**WHAT IS EXPECTED**
Show every line of the entries below that contains the word "head", copying each line in full. Case counts, so only lines with that exact capitalization qualify.
#### DATA PROVIDED
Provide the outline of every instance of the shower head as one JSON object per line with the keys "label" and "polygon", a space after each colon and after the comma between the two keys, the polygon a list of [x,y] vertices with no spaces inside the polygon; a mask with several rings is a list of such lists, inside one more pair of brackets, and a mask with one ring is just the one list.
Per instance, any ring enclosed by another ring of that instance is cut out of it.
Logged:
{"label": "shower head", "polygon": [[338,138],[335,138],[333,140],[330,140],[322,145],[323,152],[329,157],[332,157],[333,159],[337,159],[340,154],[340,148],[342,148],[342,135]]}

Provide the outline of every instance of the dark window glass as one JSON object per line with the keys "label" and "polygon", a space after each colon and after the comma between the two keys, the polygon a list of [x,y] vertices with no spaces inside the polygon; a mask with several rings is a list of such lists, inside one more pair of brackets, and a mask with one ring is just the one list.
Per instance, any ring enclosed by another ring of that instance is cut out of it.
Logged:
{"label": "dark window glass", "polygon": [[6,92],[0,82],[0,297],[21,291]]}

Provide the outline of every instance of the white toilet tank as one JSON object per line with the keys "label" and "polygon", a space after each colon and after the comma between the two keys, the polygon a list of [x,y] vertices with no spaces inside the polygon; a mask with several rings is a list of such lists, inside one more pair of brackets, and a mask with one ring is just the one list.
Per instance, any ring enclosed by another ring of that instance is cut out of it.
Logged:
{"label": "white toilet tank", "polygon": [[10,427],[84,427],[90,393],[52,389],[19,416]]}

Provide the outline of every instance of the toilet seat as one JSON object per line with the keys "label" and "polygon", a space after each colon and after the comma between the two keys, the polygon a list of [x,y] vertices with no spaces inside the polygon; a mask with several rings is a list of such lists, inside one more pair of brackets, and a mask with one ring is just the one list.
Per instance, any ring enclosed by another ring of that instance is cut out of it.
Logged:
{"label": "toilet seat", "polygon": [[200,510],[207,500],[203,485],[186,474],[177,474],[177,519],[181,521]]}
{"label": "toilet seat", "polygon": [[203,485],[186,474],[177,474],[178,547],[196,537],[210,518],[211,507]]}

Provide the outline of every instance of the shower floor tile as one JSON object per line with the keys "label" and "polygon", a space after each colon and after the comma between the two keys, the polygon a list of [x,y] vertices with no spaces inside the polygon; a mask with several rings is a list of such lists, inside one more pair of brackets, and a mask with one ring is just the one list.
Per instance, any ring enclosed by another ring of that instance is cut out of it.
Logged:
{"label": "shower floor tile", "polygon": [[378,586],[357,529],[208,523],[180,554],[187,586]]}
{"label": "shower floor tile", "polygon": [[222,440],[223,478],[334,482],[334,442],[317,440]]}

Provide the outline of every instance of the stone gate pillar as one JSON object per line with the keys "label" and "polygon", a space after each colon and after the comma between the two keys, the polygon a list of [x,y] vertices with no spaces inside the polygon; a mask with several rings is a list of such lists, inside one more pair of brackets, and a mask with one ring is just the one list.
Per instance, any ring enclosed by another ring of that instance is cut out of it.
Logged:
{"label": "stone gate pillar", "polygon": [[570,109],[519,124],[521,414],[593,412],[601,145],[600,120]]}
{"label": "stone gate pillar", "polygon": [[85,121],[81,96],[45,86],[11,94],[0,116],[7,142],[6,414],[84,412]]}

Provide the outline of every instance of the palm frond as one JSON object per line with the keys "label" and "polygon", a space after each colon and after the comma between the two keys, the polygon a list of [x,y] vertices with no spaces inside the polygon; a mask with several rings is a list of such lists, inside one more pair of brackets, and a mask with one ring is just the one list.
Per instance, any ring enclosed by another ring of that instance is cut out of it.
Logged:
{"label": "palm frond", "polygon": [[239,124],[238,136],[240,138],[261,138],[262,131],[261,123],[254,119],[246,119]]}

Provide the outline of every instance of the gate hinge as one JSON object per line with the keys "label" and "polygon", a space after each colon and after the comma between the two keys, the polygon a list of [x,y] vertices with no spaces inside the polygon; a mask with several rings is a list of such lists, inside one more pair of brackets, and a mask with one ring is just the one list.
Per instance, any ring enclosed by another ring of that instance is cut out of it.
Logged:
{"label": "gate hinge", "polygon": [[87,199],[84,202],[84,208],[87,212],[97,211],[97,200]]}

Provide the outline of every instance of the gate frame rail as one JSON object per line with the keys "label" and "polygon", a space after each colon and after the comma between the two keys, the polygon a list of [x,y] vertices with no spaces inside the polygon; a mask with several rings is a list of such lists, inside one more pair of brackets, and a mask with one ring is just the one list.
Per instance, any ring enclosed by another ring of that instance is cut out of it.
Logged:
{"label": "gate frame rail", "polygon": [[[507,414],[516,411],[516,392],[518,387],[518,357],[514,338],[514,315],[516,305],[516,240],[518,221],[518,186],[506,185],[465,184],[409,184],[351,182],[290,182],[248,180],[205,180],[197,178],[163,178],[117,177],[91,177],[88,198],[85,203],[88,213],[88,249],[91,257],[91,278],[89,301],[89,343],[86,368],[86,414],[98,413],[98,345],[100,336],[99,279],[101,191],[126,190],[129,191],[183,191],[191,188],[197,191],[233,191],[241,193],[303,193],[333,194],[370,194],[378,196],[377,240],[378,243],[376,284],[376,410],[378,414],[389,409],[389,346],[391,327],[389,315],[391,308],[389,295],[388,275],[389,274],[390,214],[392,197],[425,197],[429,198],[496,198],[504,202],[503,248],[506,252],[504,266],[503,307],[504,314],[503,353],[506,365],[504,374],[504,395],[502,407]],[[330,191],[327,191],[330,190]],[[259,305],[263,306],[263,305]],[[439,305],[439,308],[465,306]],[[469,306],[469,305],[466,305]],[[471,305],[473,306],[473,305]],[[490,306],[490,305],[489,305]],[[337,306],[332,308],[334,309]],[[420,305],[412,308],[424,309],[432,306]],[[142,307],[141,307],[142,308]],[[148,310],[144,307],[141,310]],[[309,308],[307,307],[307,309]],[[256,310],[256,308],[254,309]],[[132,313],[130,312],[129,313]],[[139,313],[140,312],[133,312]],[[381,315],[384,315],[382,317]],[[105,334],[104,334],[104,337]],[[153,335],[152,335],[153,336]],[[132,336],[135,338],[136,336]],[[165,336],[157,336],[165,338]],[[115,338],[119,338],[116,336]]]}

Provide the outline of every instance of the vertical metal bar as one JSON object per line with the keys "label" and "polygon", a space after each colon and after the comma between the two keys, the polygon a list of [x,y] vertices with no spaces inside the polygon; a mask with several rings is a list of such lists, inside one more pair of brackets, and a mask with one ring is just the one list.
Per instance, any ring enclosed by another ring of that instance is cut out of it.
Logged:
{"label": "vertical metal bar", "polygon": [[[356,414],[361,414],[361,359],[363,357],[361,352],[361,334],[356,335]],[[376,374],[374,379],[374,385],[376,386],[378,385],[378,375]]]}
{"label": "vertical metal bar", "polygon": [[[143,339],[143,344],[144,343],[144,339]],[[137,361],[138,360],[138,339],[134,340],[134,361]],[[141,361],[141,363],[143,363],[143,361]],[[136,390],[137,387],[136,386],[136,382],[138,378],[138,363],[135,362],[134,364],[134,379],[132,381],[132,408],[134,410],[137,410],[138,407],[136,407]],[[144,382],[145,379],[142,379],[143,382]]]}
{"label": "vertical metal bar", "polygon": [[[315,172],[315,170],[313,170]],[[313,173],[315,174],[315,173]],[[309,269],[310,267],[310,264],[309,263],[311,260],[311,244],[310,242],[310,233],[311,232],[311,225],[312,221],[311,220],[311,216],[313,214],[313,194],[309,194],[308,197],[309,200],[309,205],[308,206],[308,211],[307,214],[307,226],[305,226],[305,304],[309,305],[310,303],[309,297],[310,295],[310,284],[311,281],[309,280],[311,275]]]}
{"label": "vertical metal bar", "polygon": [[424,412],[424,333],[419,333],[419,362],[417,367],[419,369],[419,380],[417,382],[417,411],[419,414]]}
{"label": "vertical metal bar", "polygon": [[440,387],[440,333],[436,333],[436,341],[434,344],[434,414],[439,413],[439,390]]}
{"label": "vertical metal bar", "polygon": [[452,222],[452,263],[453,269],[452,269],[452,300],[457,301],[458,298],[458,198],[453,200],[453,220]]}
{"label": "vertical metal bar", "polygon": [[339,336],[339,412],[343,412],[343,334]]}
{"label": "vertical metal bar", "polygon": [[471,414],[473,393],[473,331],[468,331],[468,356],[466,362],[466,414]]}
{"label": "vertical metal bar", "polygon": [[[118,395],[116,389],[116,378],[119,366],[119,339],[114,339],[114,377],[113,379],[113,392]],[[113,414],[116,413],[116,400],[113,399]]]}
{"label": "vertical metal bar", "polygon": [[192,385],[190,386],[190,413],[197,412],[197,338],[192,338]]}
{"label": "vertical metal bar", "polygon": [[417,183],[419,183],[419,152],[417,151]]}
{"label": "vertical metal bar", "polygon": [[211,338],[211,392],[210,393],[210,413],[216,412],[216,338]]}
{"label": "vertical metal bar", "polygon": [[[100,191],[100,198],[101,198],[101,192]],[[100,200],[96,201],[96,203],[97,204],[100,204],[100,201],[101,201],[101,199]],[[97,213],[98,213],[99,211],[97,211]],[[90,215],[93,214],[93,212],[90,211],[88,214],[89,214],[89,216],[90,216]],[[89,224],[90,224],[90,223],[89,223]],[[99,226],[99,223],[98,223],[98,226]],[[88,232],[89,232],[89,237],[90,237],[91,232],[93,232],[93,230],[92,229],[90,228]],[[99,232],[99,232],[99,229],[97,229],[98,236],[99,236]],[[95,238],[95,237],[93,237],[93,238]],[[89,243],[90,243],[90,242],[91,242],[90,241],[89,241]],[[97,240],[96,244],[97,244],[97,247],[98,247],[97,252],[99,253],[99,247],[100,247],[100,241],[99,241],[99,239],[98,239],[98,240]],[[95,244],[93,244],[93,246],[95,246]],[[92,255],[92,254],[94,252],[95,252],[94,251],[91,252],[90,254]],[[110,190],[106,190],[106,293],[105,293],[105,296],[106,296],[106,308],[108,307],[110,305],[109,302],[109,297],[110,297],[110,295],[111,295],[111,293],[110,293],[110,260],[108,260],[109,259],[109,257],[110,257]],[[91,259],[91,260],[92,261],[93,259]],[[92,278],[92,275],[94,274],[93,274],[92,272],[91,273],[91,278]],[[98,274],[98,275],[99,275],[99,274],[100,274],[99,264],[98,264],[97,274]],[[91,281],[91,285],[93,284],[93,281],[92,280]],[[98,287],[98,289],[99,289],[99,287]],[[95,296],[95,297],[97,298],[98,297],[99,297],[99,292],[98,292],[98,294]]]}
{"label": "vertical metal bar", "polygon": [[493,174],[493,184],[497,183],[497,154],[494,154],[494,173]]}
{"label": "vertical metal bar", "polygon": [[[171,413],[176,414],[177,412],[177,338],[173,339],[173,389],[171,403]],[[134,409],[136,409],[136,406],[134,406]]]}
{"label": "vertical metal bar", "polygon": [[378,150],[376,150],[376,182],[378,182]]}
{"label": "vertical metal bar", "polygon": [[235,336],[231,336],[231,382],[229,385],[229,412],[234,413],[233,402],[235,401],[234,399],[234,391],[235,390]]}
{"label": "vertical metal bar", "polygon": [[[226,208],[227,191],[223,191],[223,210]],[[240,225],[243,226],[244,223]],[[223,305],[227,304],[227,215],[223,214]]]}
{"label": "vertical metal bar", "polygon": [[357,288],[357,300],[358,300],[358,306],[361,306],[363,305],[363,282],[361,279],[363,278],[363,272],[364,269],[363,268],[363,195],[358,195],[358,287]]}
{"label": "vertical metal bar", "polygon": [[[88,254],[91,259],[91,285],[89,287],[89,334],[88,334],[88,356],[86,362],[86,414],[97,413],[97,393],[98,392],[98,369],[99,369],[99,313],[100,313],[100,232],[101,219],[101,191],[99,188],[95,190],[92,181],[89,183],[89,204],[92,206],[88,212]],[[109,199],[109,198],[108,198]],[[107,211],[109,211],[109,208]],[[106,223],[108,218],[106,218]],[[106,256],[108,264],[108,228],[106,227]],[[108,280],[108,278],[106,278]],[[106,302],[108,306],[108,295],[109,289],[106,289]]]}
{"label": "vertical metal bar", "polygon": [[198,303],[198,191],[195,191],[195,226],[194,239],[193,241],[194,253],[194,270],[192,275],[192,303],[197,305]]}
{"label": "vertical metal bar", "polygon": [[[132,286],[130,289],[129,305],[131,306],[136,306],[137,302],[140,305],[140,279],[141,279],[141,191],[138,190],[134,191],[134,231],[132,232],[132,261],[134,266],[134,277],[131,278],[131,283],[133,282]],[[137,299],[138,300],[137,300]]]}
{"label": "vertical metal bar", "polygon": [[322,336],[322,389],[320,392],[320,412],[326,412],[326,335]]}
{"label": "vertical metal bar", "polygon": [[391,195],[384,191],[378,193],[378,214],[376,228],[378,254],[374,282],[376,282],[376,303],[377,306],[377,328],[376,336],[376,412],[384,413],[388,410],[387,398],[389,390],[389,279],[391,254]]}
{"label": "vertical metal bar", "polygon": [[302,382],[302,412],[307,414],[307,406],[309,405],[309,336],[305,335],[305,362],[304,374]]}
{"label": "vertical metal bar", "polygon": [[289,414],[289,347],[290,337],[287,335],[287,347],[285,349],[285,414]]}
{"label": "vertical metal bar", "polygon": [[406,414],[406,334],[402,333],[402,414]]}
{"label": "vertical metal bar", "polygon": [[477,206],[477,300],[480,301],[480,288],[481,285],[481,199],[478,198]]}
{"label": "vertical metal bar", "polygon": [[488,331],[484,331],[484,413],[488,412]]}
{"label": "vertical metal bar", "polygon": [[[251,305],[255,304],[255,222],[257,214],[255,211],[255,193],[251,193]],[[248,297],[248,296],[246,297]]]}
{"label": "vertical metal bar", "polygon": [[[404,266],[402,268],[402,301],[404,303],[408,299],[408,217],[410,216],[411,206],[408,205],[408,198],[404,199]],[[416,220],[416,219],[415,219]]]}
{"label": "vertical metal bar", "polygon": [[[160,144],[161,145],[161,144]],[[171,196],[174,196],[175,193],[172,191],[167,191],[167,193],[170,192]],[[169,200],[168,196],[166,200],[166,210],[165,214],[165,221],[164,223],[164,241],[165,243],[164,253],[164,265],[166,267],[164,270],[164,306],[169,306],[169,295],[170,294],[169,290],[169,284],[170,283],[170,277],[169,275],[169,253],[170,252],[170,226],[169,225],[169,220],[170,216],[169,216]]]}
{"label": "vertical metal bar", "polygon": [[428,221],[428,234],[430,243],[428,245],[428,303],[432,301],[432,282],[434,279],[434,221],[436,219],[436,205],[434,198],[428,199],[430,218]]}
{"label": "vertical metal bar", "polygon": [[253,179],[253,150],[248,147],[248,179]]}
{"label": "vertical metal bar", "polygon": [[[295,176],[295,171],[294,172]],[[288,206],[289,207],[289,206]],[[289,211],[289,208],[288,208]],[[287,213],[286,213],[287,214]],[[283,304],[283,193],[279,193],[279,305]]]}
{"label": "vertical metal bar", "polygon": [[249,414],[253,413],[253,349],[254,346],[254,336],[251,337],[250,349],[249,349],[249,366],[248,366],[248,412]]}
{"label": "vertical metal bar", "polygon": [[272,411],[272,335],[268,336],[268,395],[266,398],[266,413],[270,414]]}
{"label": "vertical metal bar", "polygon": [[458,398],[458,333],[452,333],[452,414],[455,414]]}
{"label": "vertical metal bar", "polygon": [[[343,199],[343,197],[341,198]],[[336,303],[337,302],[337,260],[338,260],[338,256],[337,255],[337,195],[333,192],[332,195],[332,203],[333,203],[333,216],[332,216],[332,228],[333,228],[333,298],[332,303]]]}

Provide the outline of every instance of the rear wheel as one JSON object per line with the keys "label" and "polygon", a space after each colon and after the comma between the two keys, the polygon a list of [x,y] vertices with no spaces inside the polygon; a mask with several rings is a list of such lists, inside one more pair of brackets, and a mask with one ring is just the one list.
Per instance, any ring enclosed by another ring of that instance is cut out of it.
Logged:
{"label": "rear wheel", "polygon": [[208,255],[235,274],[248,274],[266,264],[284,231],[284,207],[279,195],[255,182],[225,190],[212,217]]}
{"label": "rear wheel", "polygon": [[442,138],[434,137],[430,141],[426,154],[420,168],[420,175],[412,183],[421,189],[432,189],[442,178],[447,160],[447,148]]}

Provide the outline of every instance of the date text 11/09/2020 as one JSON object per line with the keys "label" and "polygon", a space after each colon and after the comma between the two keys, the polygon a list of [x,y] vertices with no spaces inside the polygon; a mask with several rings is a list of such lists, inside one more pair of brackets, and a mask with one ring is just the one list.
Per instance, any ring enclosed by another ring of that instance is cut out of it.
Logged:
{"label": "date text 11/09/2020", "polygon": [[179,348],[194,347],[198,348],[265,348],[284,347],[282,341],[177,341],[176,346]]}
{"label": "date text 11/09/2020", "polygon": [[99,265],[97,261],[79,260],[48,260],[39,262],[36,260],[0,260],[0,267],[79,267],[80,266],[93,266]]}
########
**SOLUTION TO THE EXERCISE**
Provide the outline of every instance of the shower head as one JSON object per line with the keys "label" and "polygon", a space after each colon and after the comma between the two keys, the polygon a list of [x,y] vertices with no spaces inside the polygon; a mask with several rings is a list of such lists, inside one more pair of brackets, and a mask with one ring is just the one list.
{"label": "shower head", "polygon": [[338,138],[335,138],[333,140],[330,140],[322,145],[323,152],[329,157],[332,157],[333,159],[337,159],[340,154],[340,148],[342,148],[342,135]]}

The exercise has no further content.